Task brief »
Look through the data below and count each line where the word "neck" appears. Reply with the count alone.

Data for analysis »
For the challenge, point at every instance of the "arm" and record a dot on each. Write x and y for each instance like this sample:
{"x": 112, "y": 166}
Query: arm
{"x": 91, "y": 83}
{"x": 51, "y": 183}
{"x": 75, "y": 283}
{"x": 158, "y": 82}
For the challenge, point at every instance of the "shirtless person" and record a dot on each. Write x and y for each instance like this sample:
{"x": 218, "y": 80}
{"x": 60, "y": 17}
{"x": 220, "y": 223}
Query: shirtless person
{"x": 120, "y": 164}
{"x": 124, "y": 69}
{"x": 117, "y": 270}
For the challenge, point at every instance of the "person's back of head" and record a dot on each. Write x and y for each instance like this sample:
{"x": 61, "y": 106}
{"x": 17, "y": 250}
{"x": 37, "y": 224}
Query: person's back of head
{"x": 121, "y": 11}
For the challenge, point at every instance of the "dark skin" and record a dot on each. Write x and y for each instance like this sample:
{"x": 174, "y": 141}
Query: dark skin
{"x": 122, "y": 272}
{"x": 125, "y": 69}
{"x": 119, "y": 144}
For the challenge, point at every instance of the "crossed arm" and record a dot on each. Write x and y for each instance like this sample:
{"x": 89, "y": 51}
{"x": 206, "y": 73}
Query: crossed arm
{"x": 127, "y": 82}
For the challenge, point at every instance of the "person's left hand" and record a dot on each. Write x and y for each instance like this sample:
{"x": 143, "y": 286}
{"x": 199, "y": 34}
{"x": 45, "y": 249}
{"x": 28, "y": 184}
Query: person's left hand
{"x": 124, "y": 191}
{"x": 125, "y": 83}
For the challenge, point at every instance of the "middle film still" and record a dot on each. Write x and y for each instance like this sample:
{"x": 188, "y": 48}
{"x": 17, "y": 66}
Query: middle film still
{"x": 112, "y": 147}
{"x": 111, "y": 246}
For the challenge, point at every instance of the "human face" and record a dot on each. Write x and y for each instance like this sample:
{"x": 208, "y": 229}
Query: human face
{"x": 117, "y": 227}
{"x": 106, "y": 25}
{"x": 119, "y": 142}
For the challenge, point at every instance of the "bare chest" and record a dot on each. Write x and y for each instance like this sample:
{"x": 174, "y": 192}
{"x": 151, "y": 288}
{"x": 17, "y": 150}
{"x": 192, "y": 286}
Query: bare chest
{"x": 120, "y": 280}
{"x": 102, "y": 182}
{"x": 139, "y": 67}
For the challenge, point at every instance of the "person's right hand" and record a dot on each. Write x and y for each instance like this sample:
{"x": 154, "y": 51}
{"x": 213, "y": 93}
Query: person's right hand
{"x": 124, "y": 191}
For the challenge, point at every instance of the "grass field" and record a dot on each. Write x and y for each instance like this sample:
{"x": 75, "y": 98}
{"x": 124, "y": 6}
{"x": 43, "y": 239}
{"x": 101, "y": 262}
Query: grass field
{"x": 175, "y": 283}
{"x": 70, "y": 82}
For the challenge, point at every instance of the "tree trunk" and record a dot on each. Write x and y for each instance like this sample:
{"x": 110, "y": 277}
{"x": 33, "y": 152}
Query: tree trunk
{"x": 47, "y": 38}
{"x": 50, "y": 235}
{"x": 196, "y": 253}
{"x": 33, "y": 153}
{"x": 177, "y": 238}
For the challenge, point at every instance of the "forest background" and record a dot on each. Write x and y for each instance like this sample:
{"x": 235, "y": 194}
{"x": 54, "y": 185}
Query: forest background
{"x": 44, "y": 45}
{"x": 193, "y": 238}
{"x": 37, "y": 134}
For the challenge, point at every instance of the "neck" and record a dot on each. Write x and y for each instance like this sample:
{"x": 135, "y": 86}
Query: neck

Output of the task »
2